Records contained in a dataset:
—————

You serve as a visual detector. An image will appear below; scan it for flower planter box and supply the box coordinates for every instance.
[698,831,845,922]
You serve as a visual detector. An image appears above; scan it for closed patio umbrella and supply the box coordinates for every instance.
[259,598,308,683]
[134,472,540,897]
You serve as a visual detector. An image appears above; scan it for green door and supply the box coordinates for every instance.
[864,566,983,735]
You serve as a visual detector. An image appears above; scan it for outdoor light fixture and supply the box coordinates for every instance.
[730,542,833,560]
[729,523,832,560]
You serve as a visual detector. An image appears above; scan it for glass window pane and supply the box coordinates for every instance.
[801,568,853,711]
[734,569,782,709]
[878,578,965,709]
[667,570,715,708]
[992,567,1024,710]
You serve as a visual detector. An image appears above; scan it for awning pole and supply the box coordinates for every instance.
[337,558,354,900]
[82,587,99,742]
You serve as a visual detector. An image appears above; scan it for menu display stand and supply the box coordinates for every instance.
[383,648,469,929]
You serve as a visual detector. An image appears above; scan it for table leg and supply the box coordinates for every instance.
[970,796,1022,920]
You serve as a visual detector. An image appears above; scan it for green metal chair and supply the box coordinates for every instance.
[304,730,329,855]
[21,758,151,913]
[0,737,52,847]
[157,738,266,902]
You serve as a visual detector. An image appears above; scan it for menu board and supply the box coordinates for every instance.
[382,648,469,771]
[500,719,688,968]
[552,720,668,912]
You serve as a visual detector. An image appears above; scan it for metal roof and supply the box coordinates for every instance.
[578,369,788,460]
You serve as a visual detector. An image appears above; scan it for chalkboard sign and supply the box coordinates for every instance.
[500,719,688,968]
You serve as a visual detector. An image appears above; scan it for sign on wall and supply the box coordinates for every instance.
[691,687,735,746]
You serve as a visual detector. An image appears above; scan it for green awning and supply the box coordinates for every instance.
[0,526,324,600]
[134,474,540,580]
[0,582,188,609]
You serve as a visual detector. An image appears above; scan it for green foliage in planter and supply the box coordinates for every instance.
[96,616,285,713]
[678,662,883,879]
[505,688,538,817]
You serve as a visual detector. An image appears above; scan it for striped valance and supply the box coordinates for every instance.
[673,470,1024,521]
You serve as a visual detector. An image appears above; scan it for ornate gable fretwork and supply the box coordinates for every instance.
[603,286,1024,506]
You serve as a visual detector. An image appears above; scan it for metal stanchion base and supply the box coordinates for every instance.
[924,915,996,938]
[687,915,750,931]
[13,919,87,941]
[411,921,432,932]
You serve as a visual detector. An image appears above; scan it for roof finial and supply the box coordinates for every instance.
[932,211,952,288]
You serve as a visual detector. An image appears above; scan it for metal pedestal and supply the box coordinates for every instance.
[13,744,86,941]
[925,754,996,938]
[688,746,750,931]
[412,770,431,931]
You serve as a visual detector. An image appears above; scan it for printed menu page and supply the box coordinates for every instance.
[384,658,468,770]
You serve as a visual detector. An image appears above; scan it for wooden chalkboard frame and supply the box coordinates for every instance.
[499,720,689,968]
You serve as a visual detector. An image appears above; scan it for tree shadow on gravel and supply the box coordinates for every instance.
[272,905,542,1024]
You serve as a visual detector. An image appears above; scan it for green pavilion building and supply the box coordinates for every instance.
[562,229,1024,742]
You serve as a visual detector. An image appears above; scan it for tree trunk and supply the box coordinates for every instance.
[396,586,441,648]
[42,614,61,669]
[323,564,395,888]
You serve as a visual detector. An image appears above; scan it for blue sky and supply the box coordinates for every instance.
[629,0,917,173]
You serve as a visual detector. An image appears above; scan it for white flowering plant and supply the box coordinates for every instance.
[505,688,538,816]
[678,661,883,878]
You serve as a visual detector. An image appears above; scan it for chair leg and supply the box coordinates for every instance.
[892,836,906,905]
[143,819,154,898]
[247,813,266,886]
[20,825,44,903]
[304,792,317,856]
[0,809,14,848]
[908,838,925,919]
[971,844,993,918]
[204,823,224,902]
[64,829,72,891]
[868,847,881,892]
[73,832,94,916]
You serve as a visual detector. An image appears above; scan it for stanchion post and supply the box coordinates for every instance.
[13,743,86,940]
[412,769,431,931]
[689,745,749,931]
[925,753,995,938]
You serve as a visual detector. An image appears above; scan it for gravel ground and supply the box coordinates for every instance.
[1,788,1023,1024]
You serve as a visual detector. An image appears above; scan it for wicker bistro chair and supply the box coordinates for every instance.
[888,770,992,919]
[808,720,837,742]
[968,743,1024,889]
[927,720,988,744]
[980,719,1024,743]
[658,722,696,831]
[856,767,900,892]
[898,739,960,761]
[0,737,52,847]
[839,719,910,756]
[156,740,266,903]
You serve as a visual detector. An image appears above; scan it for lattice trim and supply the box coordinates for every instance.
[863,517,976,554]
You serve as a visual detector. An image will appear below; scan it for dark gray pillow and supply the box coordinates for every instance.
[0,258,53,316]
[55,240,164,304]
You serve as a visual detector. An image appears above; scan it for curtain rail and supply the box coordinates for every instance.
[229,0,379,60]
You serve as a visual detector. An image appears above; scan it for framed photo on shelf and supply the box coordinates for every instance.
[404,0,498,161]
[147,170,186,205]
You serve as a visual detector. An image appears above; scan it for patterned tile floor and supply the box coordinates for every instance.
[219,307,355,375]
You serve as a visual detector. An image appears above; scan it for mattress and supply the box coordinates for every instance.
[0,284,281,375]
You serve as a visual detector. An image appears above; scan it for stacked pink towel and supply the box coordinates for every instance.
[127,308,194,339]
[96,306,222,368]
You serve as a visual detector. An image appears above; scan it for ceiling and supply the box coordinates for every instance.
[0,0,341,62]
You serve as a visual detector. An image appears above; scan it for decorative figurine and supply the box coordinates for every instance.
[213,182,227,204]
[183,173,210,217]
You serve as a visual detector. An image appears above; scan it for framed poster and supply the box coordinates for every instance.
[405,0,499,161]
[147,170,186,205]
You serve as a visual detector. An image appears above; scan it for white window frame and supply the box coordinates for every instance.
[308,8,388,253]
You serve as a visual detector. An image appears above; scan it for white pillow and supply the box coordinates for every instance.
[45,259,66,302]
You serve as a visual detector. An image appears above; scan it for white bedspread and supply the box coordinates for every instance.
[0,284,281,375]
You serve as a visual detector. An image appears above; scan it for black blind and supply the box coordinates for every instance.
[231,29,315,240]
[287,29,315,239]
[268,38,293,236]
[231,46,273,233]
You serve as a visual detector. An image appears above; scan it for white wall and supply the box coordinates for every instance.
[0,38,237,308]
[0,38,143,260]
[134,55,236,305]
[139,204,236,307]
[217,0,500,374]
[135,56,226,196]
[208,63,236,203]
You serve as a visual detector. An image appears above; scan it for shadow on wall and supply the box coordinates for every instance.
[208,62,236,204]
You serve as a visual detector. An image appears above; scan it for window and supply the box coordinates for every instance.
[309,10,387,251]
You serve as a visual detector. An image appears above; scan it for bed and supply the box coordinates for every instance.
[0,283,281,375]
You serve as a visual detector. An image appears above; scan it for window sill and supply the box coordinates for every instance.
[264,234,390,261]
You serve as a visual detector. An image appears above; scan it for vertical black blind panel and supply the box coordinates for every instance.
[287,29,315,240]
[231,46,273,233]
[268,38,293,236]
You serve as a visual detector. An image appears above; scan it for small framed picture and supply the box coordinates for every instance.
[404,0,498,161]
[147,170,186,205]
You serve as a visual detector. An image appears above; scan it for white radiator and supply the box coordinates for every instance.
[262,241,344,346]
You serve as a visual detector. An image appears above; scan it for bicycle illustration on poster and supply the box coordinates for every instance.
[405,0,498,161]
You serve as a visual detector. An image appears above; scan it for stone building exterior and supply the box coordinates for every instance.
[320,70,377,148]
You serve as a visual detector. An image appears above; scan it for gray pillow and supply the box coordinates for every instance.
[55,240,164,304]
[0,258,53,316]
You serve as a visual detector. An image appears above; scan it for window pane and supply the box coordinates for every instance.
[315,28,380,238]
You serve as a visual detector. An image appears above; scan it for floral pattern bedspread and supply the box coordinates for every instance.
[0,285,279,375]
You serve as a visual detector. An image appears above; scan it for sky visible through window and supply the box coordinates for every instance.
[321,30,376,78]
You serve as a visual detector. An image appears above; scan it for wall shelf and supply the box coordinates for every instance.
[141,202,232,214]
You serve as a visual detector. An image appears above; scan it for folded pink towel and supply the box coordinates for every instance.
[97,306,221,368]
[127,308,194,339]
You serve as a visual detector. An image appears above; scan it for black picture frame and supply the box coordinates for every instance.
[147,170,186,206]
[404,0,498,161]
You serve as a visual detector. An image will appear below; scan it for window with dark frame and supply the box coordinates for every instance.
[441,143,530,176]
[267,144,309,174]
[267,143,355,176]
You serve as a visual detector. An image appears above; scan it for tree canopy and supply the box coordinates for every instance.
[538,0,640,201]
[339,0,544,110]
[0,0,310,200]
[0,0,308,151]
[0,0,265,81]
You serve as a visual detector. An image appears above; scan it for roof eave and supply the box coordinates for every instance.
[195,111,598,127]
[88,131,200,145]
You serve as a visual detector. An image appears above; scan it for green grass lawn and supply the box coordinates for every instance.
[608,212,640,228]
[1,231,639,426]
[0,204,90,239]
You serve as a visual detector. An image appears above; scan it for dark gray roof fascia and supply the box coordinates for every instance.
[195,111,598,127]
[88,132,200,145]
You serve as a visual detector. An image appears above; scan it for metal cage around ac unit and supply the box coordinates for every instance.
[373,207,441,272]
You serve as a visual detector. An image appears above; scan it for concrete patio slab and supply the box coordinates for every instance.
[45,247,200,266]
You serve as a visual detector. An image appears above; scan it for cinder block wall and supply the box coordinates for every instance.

—————

None of the lines before the one containing "it for concrete" belong in the answer; reproduce that line and all later lines of the records exactly.

You serve as a visual detector. An image appears above; scan it for concrete patio slab and supply the box coordinates for every instance.
[45,247,200,266]
You serve as a visual detector. An image appears above; scan it for cinder block wall and supply the box coordinates for every instance.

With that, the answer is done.